▶ [Exercise brief] Reproduce the listing below character for character; drop every image.

▶ [Material]

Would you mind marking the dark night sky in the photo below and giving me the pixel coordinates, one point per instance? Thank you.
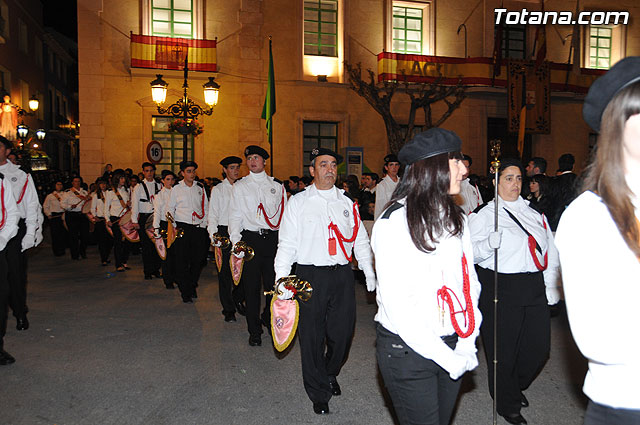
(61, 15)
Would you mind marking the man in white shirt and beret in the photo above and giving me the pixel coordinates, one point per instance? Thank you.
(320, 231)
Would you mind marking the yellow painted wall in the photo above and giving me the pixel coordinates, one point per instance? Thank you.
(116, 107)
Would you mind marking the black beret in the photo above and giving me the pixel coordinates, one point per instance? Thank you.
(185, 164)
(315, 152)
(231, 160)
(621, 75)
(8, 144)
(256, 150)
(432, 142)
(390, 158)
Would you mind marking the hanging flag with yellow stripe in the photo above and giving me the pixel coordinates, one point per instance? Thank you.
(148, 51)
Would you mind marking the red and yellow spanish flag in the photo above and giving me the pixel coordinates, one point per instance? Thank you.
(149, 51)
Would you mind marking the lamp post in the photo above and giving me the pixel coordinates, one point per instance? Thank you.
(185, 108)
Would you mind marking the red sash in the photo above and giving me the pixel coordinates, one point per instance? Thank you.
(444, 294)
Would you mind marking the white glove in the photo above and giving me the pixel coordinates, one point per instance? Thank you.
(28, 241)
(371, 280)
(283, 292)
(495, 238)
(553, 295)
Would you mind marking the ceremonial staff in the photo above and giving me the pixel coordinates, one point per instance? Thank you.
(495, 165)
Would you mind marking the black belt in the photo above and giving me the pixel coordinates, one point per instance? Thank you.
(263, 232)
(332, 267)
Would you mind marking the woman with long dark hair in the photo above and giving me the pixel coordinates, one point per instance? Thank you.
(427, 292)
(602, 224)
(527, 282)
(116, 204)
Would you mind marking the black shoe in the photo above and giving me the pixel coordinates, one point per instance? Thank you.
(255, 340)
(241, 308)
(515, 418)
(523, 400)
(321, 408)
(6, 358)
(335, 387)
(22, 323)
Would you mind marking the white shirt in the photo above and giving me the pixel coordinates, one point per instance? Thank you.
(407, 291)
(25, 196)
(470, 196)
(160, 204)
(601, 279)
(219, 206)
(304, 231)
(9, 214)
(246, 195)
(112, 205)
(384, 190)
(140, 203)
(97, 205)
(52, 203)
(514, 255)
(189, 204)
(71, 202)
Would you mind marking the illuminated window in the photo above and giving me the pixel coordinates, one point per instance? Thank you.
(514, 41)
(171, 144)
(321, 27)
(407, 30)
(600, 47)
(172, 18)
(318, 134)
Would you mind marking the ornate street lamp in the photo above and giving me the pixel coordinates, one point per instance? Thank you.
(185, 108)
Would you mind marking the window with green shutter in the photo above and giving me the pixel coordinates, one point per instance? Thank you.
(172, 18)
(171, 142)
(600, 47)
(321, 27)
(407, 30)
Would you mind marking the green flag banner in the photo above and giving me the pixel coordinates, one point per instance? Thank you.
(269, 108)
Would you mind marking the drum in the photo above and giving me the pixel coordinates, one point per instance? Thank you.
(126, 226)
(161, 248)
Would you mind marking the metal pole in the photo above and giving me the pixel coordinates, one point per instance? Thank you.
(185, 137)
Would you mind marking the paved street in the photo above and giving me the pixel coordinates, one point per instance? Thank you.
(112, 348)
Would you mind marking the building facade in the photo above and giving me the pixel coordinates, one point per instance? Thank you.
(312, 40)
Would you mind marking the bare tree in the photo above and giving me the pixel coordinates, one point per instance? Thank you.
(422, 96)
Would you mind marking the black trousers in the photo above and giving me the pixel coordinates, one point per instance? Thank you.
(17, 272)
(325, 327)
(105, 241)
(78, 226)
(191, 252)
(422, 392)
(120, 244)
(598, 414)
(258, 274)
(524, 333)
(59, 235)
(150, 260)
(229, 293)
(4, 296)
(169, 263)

▶ [Full solution]
Would you mind marking the dark night sky in the photo below and giving me the pixel coordinates, one point per instance? Thank you.
(61, 15)
Would you mind marking the man in white shirt and beret in the photo above and giving me the pixel coordinates, one point per instance? Thank you.
(320, 231)
Would you mind marking the yellow painted wall in the photo above and giving me the pixel coordinates, one point per instance? Thank you.
(116, 107)
Would you mind marking the black beret in the photo above and giving me the pixel coordinates, one point per instance? Thank you.
(185, 164)
(315, 152)
(231, 160)
(621, 75)
(8, 144)
(256, 150)
(432, 142)
(390, 158)
Would you mind marking the hanging flag with yellow stripe in the photo above and giving me the pixel coordinates, one point per instance? Thank you.
(148, 51)
Would you mind marking the red and yellow spanish flag in the photo above and giving me the pixel coordinates, one point per instance? Thank you.
(149, 51)
Would you mind marking the lamp post in the photo above and giving me the pixel coordinates, one point per instance? Thank you.
(185, 108)
Would you mind marking the red sash in the photo above and giving me the pixel coordinates, one point per instance? Thank you.
(444, 294)
Would you mind marking the white glove in the photo above and giving me the pixel coordinates, one point per instance? Thank you.
(28, 241)
(371, 280)
(283, 292)
(495, 238)
(553, 295)
Would you mind marking the ceremonial staff in the photo above and giving me the pixel coordinates, one point per instance? Thank you.
(495, 165)
Would you mind marking the black belt in the photo above and giving me the pixel coordinates, one point per instance? Thank you.
(263, 232)
(332, 267)
Would you mind marking the woman with long dark hair in the photo above and giving me the pixel coordinates, one point per instance? Thank you.
(427, 292)
(602, 224)
(527, 282)
(116, 204)
Would you mind marking the black shoe in the photo above and giving me the pixel coordinates, one point per instance? Thank you.
(255, 340)
(241, 308)
(515, 418)
(523, 400)
(321, 408)
(6, 358)
(335, 387)
(22, 323)
Would you mind marking the white shirt in the photo above and giving me the pixel coordinates, one point per instance? Thank you.
(407, 291)
(25, 196)
(470, 196)
(160, 204)
(601, 279)
(219, 206)
(304, 231)
(9, 214)
(246, 195)
(112, 205)
(384, 190)
(140, 203)
(97, 205)
(52, 203)
(514, 255)
(189, 204)
(71, 202)
Would you mind marking the illuminated window in the photo above and giving me the pixel coordinates, one point per instance? Thank you.
(514, 41)
(171, 144)
(321, 27)
(407, 30)
(600, 47)
(172, 18)
(318, 134)
Would you mind marking the ornate street lamp in the photo above and giving me the pixel coordinates, one point per instance? Thank you.
(185, 108)
Would you mind marking the window with green shutter in the photo above and giving me the pixel coordinates, one point per instance? Thank you.
(172, 18)
(171, 142)
(600, 47)
(321, 27)
(407, 30)
Would you mind marking the green flag banner in the photo above and giving me the pixel coordinates, one point per instance? Thank you.
(269, 108)
Would you mind marking the drum in the photo above and giving me the pixel coordinates, one point per instance? Thank you.
(126, 226)
(161, 248)
Would you mind marking the metal pole in the photo above and giving me the pixel coordinates, one point per instance? Thank you.
(185, 137)
Would you mind marking the paved street in the photo above and giving me the pixel coordinates, one point per instance? Thank you.
(112, 348)
Would you mind marking the building facade in the photo above and giving me the pixel coordinates, one point per instance? Thank you.
(312, 40)
Would you mind marking the bare tree in the photo above and giving me the pixel coordinates, one point per instance? Thank you.
(422, 96)
Would you mind marking the black trousers in the photo above and giving me the pixel coordinates, one point per instance? Thank you.
(17, 272)
(325, 327)
(105, 241)
(78, 226)
(191, 252)
(422, 392)
(120, 244)
(598, 414)
(258, 274)
(524, 333)
(59, 235)
(150, 260)
(229, 293)
(4, 296)
(169, 263)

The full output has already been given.